[Stored data entries]
BEGIN

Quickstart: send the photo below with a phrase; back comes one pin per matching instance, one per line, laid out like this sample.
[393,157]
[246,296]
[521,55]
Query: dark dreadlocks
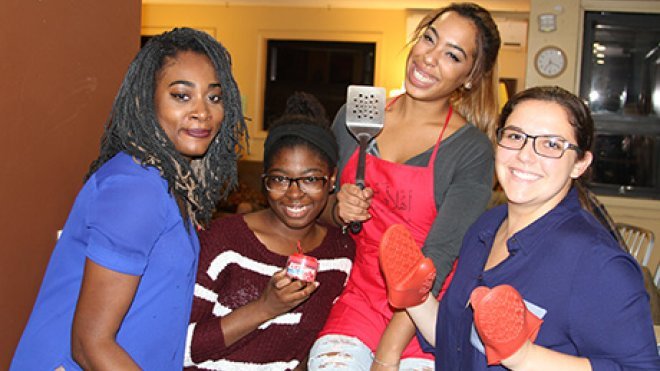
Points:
[133,127]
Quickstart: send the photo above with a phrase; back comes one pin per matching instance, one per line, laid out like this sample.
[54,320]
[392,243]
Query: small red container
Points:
[302,267]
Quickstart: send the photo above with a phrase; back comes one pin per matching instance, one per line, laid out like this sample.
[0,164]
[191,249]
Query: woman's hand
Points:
[283,293]
[353,203]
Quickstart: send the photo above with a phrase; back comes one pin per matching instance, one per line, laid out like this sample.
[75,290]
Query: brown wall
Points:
[61,64]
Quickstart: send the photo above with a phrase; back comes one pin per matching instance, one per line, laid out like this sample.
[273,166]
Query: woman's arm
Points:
[394,340]
[534,357]
[463,176]
[280,296]
[105,297]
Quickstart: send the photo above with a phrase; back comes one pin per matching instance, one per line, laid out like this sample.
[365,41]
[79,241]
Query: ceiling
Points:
[493,5]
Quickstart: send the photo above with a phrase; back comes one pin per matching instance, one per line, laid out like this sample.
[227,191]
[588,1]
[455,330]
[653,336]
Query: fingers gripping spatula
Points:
[365,113]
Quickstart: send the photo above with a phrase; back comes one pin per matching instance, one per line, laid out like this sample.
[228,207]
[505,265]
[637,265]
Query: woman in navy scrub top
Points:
[567,267]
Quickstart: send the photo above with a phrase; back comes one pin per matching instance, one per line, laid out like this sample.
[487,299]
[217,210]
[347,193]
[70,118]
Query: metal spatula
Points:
[365,113]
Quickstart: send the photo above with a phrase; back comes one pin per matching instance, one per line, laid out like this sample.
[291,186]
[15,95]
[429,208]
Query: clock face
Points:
[550,61]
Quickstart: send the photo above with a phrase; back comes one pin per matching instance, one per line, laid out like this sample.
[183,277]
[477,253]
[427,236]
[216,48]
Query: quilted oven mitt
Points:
[408,273]
[502,321]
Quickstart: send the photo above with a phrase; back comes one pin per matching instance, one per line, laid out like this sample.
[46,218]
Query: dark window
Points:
[322,68]
[621,82]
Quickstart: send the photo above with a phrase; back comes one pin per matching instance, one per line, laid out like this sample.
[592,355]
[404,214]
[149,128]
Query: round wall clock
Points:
[550,61]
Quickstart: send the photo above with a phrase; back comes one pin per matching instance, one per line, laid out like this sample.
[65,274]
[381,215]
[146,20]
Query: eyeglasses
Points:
[307,184]
[550,146]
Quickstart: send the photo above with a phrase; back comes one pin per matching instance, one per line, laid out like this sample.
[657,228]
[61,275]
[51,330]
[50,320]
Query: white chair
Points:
[639,242]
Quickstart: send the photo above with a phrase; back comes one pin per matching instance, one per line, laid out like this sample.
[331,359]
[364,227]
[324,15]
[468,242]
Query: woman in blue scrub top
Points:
[118,289]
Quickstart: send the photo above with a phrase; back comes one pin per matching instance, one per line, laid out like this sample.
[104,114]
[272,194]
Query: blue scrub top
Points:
[125,220]
[572,273]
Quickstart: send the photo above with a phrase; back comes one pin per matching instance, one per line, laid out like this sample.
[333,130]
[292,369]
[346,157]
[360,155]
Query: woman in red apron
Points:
[431,170]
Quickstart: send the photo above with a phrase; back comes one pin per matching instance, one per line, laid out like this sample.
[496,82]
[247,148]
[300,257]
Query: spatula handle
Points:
[356,227]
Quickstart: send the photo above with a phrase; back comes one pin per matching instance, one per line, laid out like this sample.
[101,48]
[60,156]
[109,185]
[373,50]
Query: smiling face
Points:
[188,102]
[532,181]
[442,59]
[294,208]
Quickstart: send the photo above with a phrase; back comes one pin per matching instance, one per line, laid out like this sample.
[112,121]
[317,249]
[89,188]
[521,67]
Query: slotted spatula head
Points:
[365,110]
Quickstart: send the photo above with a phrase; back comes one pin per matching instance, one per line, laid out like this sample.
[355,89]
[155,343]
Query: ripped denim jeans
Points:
[341,352]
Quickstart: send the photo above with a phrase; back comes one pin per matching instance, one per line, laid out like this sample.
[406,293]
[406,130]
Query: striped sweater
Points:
[234,268]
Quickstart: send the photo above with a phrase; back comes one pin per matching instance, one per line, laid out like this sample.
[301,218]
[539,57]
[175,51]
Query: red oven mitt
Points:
[502,321]
[409,275]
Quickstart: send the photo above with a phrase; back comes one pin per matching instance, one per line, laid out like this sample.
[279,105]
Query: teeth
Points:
[422,77]
[295,210]
[524,175]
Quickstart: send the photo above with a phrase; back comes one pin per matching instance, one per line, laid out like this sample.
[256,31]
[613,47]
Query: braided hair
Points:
[133,126]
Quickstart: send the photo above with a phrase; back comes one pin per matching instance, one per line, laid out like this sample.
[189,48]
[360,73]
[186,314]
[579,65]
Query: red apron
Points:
[403,194]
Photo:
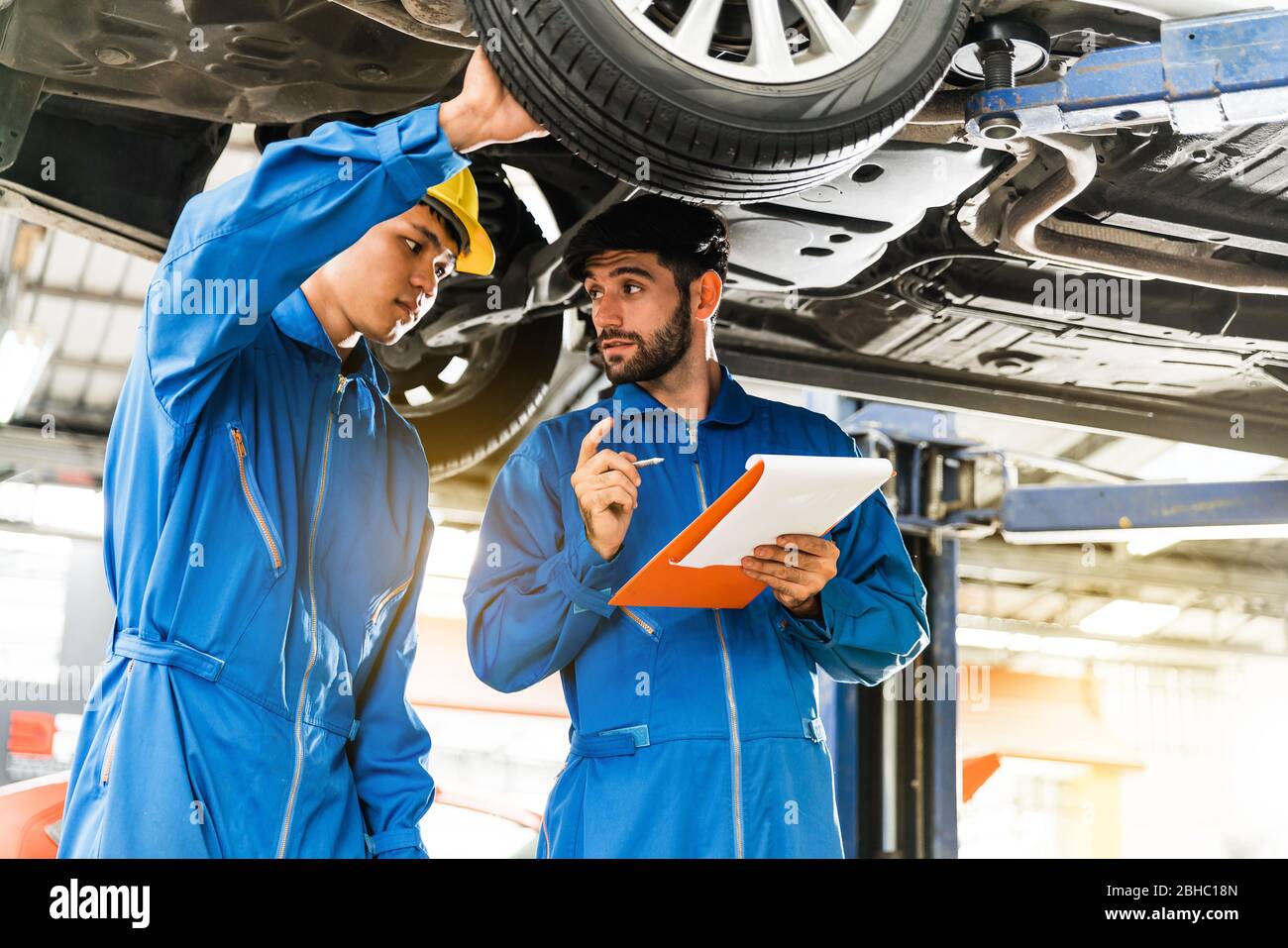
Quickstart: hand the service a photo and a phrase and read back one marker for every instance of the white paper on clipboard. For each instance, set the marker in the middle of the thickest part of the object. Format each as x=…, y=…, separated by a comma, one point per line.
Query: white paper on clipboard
x=797, y=493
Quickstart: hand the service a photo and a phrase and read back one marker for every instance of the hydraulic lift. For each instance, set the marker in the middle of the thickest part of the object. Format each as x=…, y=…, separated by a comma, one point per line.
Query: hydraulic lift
x=894, y=751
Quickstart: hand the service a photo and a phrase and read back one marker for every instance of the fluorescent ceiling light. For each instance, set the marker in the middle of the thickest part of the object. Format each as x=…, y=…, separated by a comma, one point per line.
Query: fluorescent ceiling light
x=529, y=192
x=1128, y=618
x=1194, y=463
x=21, y=360
x=454, y=369
x=417, y=395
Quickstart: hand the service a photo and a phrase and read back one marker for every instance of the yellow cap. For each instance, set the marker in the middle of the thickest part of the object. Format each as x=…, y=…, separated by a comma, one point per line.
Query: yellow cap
x=462, y=197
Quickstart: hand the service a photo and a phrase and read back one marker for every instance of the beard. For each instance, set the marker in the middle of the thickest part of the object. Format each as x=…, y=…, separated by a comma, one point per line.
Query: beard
x=655, y=357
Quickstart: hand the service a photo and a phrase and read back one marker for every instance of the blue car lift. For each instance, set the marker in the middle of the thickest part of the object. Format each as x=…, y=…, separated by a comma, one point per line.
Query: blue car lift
x=894, y=755
x=1203, y=75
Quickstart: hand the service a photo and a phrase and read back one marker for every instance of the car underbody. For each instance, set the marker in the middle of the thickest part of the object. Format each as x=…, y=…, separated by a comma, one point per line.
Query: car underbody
x=905, y=278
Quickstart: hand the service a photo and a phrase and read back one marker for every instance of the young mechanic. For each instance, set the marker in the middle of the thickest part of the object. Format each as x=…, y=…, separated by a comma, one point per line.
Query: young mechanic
x=267, y=509
x=695, y=732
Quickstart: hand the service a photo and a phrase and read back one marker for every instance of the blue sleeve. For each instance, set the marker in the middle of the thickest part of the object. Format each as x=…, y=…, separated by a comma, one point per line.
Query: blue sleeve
x=874, y=610
x=243, y=248
x=533, y=596
x=389, y=756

END

- **ASSIGNMENT**
Reproduce the entries above exactly, without images.

- **RESPONSE TO THIS EXERCISE**
Quickstart: send the photo below with a phrase; back comes one pin per matching instance, one per line, laid out like this sample.
[393,157]
[246,296]
[521,55]
Query: dark dreadlocks
Points:
[133,127]
Quickstart: send the photo above with a phrase; back comes one pin per matching instance, one per line, laid out like this sample.
[54,320]
[392,243]
Query: small red container
Points:
[302,267]
Quickstart: send the photo above with a phrase; back comes one pin per matching instance, one per line, laid out like this sample.
[0,164]
[191,249]
Query: woman's hand
Points:
[283,293]
[353,203]
Quickstart: send the photo above with a phrase; back comes one pin per matching instance, one per line, laid out like this sample.
[75,290]
Query: brown wall
Points:
[61,64]
Quickstart: send the photo above with a phrase; back comes one pin per matching instance, one per line, laid out like this sample.
[273,166]
Query: woman's arm
Points:
[394,340]
[534,357]
[463,176]
[280,296]
[105,297]
Quickstart: send the photo above with a phrase; back comes one pin per matching instance, one per line, laid out like this sample.
[365,41]
[79,241]
Query: ceiling
Points:
[493,5]
Quickstart: send the photo above with a phrase; back comes one pin per matching instance, one per line, laid out like this sample.
[227,191]
[588,1]
[455,330]
[653,336]
Query: fingers gripping spatula
Points:
[365,113]
Quickstart: send the photo above with a phrase; back comes one pin per matching instance, one per line, laid out like this sample.
[228,207]
[505,265]
[637,265]
Query: woman in navy scrub top
Points:
[567,267]
Quickstart: send the photo above with a phrase; back comes one pin per matching instance, one per line, laid out like this sample.
[487,299]
[217,210]
[347,193]
[70,118]
Query: metal spatula
Points:
[365,113]
Quickstart: send the photo above with a phrase; back comes one pin per matching instance, one per line, laid out like this sample.
[291,186]
[15,95]
[429,208]
Query: clock face
Points:
[550,61]
Quickstart: send the photo above with a phrase; back comes one pin per matching instance, one per line, laid out like this sample.
[183,277]
[477,253]
[427,236]
[216,48]
Query: quilted oven mitt
Points:
[408,273]
[502,321]
Quickstart: send the photo above with a phrase; back comes one pin per matching instance, one per line, laid out like this sample.
[46,218]
Query: dark window
Points:
[322,68]
[621,82]
Quickstart: send the photo above with a phrase; back comes one pin per matching instance, one per line, laid out like this sample.
[592,355]
[404,214]
[149,128]
Query: round wall clock
Points:
[550,61]
Quickstart: send the photo above with a phrase; back comes one pin per matching instance, one per line, laid out like this sample.
[65,274]
[381,215]
[146,20]
Query: eyeglasses
Points:
[307,184]
[550,146]
Quickstart: send the photo above with a phrase; back comes one pin per matching instance, one per line, laid out like this sample.
[657,228]
[61,275]
[51,330]
[50,320]
Query: white chair
Points:
[639,242]
Quickstart: send the photo above with a phrase; back comes one pin per matching instance, one per line, laid out like this sample.
[331,359]
[364,227]
[324,15]
[468,242]
Query: woman in blue scrub top
Points:
[118,289]
Quickstart: send the photo above with a phrase; back comes one pin per matching instance, one per line, laid out like this sample.
[104,114]
[272,194]
Query: blue scrub top
Points:
[125,220]
[572,273]
Quickstart: send the photo above with a phrase; back comes one pin per matching instance, one per line, laid out like this sample.
[333,130]
[292,369]
[346,157]
[360,155]
Query: woman in red apron
Points:
[431,170]
Quickstart: send the photo above with a phrase; back comes one pin per matching instance, one per line, laid out like this sample.
[496,82]
[247,148]
[300,257]
Query: spatula handle
Points:
[356,227]
Quickstart: send the photo above with a phrase; back comes one pin per matching instance, one per line, laid out like this sample.
[101,48]
[60,156]
[109,185]
[373,50]
Query: smiling face
Points:
[188,102]
[532,181]
[442,59]
[294,208]
Quickstart: send the photo above with a phrase; back comes one pin per matching instance, one per line, laid out like this sample.
[112,121]
[317,249]
[89,188]
[521,67]
Query: slotted spatula head
Points:
[365,110]
Quickstart: send the photo above with a phrase; back comes one pin per matching instance, one per line, laid out like this sample.
[355,89]
[155,343]
Query: ripped denim jeans
Points:
[341,352]
Quickstart: send the photo above with a phrase; back comes one pin per matching instance, one per line, laid out like this sample.
[406,293]
[406,130]
Query: striped sweater
Points:
[234,268]
Quickstart: send the photo above with a phrase; back comes one pin per matching instance, one per line, laid out like this sample.
[301,218]
[539,57]
[175,51]
Query: red oven mitt
Points:
[502,321]
[409,275]
Quickstart: send the photo above with a phrase; back comes one pin per matching instance, one per line, laid out like this sample.
[279,105]
Query: teeth
Points:
[422,77]
[295,210]
[524,175]
Quickstart: send the photo above with a phrase; back comes one pin per matching instance, one per line, laid out like this sample.
[256,31]
[613,47]
Query: braided hair
Points:
[133,126]
Quickstart: send the photo above with a phrase; back comes one pin per matching instance, one per line, laid out like this sample.
[189,48]
[360,73]
[186,314]
[579,65]
Query: red apron
Points:
[403,194]
Photo:
Quickstart: hand the service a photo and a phrase and read back one marker for every instance of the white paper on clipboard. For each instance, set the marker in the middle of the thickest part of the object. Format each as x=…, y=…, separated by a comma, one point per line.
Query: white paper on clipboard
x=797, y=493
Quickstart: hand the service a photo and a phrase and read back one marker for every instance of the hydraulic lift. For each instance, set the marker in the middle of the thickest part of the object. Format each as x=…, y=…, separated by a comma, one point per line.
Query: hydraulic lift
x=894, y=751
Quickstart: hand the service a photo and a phrase and read back one marker for every instance of the fluorescent ceiling light. For each instance, set the marker in the middle of the thickest part of the object. Format each as x=…, y=…, separated by a comma, one point per line.
Query: fluorescent ceiling light
x=529, y=192
x=1128, y=618
x=1194, y=463
x=21, y=360
x=454, y=369
x=417, y=395
Quickstart: hand the service a photo and a phrase and read back one marker for every instance of the yellow cap. For each instance, set the marker in the middle of the thickest part of the object. Format each as x=…, y=…, separated by a comma, one point per line.
Query: yellow cap
x=462, y=197
Quickstart: hand the service a photo and a phrase and read back one marker for every instance of the beard. For each instance, set the marker in the middle of the thickest part of the object. Format each as x=…, y=…, separated by a comma, one point per line.
Query: beard
x=655, y=357
Quickstart: hand the service a photo and a phrase and read back one marker for every instance of the blue car lift. For each instance, set the marker in the middle of the thickest part of the object. Format each as x=…, y=…, separated by a comma, one point per line.
Query: blue car lift
x=894, y=755
x=1203, y=75
Quickstart: hand the service a photo and a phrase and read back one marker for every instance of the car underbody. For each instance, set the marker in the middle of the thickest part of the object. Format each as x=…, y=…, separated by a comma, one point per line.
Query: car underbody
x=905, y=278
Quickstart: hand the service a photo and a phrase and read back one marker for every instance of the young mechanic. For each instance, set the marker in the middle of the thickest part of the object. Format each as x=…, y=…, separated by a comma, one point per line.
Query: young mechanic
x=267, y=509
x=695, y=732
Quickstart: hand the service a photo and a phrase and read back one marker for every instance of the blue sleeve. For each instance, set the marker in the middle of the thickest part of the object. Format each as x=…, y=…, separated by a comma, one point per line.
Query: blue sleeve
x=874, y=610
x=243, y=248
x=533, y=596
x=389, y=756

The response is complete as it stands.